- _TEKS SUMBER_:
- - - -

BANDUNG -- Gubernur Jawa Barat, Danny Setiawan, kembali akan dipanggil Mendagri atas persoalan revisi RTRW Kota Bandung No 02 Tahun 2004. Selain itu, Mendagri juga akan meminta gubernur untuk melakukan peninjauan kembali atas revisi perda yang telah ditetapkan Wali Kota Bandung, Dada Rosada.
Demikian sejumlah hasil pertemuan antara Komisi Masyarakat Bandung Bermartabat (KMBB) dengan Kabag Hukum Depdagri, Cahya Supriatna dan staf Dirjen Tata Ruang, Juni, di kantor Depdagri, Jalan Medan Merdeka Utara, Jakarta, Senin (27/3).
''Perwakilan Mendagri dan Dirjen Tata Ruang berjanji akan memanggil gubernur secepatnya,'' ujar Kepala Divisi Advokasi dan Kampanye Walhi Jabar, Dadang Sudardja, saat dihubungi Republika, Senin (27/3). Ia menambahkan, pertemuan itu berlangsung pukul 10.00-13.00 WIB.

- - - -

- _CATATAN DATASET_:
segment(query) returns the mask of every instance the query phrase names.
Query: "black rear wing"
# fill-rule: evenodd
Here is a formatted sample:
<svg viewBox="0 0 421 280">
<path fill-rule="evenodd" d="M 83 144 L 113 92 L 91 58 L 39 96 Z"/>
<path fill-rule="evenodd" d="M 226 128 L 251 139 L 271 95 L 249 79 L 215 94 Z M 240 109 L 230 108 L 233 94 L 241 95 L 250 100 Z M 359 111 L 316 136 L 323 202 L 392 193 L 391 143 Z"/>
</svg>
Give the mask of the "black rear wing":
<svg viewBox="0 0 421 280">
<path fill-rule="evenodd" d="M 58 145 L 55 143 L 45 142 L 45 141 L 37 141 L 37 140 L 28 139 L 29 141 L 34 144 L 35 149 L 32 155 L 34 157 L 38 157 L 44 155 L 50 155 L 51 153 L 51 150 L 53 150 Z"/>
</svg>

- - - -

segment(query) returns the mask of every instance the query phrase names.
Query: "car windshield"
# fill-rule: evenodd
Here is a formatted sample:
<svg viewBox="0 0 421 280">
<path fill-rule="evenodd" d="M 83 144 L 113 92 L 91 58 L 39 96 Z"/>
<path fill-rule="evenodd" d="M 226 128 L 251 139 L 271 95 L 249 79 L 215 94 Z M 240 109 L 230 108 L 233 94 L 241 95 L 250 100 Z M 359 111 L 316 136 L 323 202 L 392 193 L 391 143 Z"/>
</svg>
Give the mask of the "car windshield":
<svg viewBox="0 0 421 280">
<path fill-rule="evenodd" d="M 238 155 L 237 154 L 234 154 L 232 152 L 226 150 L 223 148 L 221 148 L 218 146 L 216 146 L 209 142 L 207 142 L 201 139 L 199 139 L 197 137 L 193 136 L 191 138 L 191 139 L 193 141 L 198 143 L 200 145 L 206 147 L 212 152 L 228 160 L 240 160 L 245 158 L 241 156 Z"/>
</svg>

- - - -

- _RINGKASAN TUGAS A_: Pukul berapa pertemuan di kantor Depdagri berlangsung menurut berita tentang revisi RTRW Kota Bandung?
- _RINGKASAN TUGAS B_: Tuliskan lanjutan berita tentang revisi RTRW Kota Bandung, mulai setelah kalimat terakhirnya.

- _JAWABAN A_: Pertemuan itu berlangsung pukul 10.00-13.00 WIB.

- _JAWABAN B_:
Dalam pertemuan itu, kata Dadang, KMBB menyampaikan keberatan atas revisi perda RTRW Kota Bandung. Pasalnya, jika perda itu diberlakukan akan membahayakan Cekungan Bandung. Ia menjelaskan, pembangunan di Kawasan Bandung Utara (KBU) harus diprioritaskan untuk ruang terbuka hijau (RTH), ekosistem, dan lainnya. Apalagi, provinsi menilai KBU merupakan kawasan lindung.
Selain itu, sambung Dadang, revisi perda tersebut bisa memarjinalkan hak publik dengan mempetak-petakkan hak individu. Dengan tata ruang yang asal-asalan, kata dia, hak-hak publik akan berkurang. Selain itu, rencana pembangunan resort dan bangunan tidak ramah lingkungan lainnya akan menambah beban kawasan lindung. ''Ini juga akan berdampak buruk bagi ketersediaan air tanah di KBU ataupun daerah di bawahnya,'' katanya menandaskan.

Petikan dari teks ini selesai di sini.